### [PROBLEM TO WORK ON]
Pick out every line in the data below that contains the string "rear". Case counts.

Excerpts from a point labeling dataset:
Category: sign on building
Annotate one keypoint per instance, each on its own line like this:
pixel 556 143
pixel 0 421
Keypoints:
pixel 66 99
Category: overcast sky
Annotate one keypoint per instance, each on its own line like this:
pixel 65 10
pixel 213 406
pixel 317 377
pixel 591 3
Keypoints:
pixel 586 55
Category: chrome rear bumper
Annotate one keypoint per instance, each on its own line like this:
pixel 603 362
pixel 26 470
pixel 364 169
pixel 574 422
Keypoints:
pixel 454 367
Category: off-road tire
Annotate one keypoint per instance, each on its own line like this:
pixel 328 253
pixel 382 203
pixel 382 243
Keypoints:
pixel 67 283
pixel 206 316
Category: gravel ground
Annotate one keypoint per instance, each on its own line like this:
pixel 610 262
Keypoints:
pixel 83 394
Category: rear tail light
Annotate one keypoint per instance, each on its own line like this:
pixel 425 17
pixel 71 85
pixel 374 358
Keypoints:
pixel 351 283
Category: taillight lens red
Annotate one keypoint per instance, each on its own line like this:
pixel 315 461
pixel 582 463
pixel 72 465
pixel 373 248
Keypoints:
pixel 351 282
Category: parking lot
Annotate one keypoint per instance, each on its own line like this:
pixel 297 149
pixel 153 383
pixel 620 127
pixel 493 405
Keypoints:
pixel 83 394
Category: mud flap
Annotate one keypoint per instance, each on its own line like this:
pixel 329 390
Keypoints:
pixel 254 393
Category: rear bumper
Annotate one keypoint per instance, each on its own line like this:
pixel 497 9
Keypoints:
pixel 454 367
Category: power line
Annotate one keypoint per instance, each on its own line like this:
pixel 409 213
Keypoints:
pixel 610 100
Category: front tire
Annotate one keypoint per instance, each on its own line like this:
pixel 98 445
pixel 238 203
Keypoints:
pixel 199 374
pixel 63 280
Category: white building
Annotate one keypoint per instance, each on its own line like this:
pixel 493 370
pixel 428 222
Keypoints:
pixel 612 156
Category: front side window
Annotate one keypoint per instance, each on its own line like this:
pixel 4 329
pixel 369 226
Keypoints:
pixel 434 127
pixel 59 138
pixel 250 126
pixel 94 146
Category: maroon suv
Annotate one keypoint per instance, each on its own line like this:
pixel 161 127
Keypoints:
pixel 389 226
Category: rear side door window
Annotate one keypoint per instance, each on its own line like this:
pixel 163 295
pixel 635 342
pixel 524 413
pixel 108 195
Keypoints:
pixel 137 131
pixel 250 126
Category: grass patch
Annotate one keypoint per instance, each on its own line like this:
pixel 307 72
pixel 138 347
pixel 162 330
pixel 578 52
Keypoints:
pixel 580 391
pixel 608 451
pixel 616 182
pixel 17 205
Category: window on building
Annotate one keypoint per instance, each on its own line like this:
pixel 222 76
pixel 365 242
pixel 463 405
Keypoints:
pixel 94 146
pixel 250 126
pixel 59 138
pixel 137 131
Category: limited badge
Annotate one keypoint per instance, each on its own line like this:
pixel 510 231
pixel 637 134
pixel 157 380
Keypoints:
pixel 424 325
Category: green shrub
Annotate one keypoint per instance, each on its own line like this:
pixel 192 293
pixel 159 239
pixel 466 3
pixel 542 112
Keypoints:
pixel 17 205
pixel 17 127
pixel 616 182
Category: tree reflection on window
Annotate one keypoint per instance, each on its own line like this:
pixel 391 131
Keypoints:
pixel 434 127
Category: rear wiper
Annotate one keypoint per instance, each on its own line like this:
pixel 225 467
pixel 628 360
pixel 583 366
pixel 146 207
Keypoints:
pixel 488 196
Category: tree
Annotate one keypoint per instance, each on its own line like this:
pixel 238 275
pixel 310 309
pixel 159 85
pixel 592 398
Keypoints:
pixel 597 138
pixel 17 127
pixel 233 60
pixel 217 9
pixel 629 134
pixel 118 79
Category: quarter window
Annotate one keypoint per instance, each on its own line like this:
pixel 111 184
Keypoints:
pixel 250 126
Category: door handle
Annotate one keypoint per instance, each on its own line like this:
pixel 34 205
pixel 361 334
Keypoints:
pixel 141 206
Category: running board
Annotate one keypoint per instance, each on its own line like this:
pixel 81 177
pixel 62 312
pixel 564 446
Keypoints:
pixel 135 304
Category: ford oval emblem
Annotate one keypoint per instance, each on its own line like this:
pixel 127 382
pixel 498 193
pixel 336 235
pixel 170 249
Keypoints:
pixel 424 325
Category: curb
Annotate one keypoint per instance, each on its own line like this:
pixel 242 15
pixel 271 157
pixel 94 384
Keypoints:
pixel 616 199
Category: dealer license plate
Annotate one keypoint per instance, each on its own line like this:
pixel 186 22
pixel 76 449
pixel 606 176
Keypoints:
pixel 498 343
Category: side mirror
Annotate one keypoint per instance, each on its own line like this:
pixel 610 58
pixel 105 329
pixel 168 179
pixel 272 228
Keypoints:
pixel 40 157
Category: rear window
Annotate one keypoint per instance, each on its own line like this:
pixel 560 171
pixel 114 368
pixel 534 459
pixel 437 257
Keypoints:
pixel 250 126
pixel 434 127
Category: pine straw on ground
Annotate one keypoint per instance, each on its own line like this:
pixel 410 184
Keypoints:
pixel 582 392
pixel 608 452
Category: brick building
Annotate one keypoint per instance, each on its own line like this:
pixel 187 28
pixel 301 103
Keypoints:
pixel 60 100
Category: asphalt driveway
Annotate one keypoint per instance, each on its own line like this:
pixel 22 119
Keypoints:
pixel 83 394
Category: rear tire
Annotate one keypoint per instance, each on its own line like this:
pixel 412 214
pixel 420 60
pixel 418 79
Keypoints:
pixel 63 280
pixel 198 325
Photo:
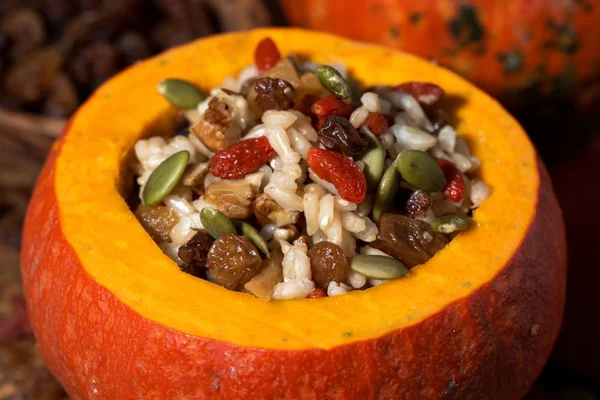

### [SOLUTION]
Category: chrome rear bumper
Category: rear tail light
Category: rear bumper
Category: rear side door window
Category: rear wiper
Category: rear window
Category: rear tire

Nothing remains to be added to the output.